- _Directions_
Continue the forum thread about moving to Europe and dating there, starting after its last post.

- _Quoted passage_
↓
I was thinking that one of the posters here (Mr. Nate) should take a look at your avatar and tell us if that booty is 'big' enough for him :)

 

It is definately an interesting and 'darkly' funny one to me!

 

On a side note... I'm actively looking for work assignments in Europe (I currently live in Upstate NY and tired of the really poor prospects here... for both business and personal). I have a PhD, so I don't think it will be a problem getting a work Visa.

 

Being one with feminist leanings, and also with Scandinavian heritage, I'm really drawn to Denmark, Sweden, Holland, maybe Norway (but Norway is WAAAY colder than either of the former three)... I would consider Germany and the UK as well.

 

Any thoughts/recommendations based on your travels?? I certainly get get the economic numbers from publications like "The Economist"... but I'm also looking for a different cultural experience than in the US.

 

Any recommendations on dating styles/norms in those countries would definitely help.

 

It sounds like the UK meets your style the most, based on reading LS and they speak english.

Posted
It sounds like the UK meets your style the most, based on reading LS and they speak english.

 

I sent you some other ideas via your LS email so has not to bother dating folk here.

Posted
It sounds like the UK meets your style the most, based on reading LS and they speak english.

 

Interesting... Those Scandinavian men though... hubba, hubba!!
↑
- _Data for review_
↓
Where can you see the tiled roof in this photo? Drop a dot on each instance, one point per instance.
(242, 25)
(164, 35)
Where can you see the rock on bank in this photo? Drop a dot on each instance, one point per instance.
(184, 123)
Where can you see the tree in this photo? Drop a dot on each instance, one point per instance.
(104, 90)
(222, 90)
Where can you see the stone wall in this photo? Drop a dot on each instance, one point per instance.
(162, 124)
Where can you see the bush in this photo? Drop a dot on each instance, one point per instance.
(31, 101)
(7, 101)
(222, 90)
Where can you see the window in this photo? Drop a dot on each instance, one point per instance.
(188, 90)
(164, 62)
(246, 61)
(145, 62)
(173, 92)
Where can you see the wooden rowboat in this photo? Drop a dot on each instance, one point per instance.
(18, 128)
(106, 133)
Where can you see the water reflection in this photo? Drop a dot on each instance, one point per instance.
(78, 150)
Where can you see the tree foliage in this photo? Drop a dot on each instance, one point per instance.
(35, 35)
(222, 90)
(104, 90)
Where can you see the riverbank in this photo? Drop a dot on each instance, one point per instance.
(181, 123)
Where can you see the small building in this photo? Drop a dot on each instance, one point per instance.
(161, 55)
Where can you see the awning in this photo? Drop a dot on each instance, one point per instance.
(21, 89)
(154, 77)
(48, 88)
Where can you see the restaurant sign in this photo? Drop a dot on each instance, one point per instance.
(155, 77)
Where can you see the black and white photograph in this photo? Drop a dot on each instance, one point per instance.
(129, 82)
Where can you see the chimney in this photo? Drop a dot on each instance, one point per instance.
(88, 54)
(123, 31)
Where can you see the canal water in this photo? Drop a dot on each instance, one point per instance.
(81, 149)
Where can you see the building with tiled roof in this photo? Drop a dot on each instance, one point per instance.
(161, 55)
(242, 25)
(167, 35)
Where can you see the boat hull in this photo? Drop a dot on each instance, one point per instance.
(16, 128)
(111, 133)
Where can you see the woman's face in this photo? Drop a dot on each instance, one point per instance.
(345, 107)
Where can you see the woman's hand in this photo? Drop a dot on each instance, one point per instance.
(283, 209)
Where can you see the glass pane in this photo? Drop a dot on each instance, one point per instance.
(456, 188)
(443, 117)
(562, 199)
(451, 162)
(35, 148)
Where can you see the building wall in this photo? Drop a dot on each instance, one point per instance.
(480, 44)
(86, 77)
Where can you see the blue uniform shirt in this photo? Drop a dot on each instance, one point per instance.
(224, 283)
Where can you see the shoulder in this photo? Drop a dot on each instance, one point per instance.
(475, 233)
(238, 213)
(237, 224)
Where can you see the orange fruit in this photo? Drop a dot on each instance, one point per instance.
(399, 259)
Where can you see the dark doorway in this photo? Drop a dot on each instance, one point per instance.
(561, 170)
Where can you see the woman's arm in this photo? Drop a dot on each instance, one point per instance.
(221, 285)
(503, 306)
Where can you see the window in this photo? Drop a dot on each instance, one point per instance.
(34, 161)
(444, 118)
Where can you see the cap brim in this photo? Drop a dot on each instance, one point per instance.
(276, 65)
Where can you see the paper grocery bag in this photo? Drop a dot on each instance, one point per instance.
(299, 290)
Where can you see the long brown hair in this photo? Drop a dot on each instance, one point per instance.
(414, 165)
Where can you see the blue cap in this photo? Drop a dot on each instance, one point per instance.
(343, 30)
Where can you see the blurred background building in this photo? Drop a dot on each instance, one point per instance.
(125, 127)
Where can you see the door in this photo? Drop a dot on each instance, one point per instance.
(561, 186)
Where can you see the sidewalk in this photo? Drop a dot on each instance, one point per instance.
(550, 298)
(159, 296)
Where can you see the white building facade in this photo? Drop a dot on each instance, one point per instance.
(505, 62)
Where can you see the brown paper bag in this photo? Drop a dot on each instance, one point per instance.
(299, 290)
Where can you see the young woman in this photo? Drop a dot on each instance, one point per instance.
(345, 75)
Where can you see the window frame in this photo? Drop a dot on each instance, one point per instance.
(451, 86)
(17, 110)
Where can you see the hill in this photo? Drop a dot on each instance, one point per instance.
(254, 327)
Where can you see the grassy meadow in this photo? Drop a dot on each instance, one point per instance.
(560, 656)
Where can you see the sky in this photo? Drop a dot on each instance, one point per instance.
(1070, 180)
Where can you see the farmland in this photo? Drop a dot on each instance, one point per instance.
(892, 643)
↑
- _Exercise response_
Was kind of looking forward to learning a new language... although, an obscure one like Dutch or Danish might not have alot of uses :)

 

I'll check my other emails... Thanks!!

Posted
It is nice when people can lighten things up... :)

 

I was thinking that one of the posters here (Mr. Nate) should take a look at your avatar and tell us if that booty is 'big' enough for him :)

 

It is definately an interesting and 'darkly' funny one to me!

 

On a side note... I'm actively looking for work assignments in Europe (I currently live in Upstate NY and tired of the really poor prospects here... for both business and personal). I have a PhD, so I don't think it will be a problem getting a work Visa.

 

Being one with feminist leanings, and also with Scandinavian heritage, I'm really drawn to Denmark, Sweden, Holland, maybe Norway (but Norway is WAAAY colder than either of the former three)... I would consider Germany and the UK as well.

 

Any thoughts/recommendations based on your travels?? I certainly get get the economic numbers from publications like "The Economist"... but I'm also looking for a different cultural experience than in the US.

 

Any recommendations on dating styles/norms in those countries would definitely help.

 

Sounds like we have a lot to talk about - PM me! :)

Posted
Interesting... Those Scandinavian men though... hubba, hubba!!

 

Hahaha. If men are the main criteria, I vote London. Or Persians, regardless of where they live :laugh:

Posted (edited)
Sorry, but I disagree.

 

Men's and women's sexual and mating behaviour has everything to do with biology.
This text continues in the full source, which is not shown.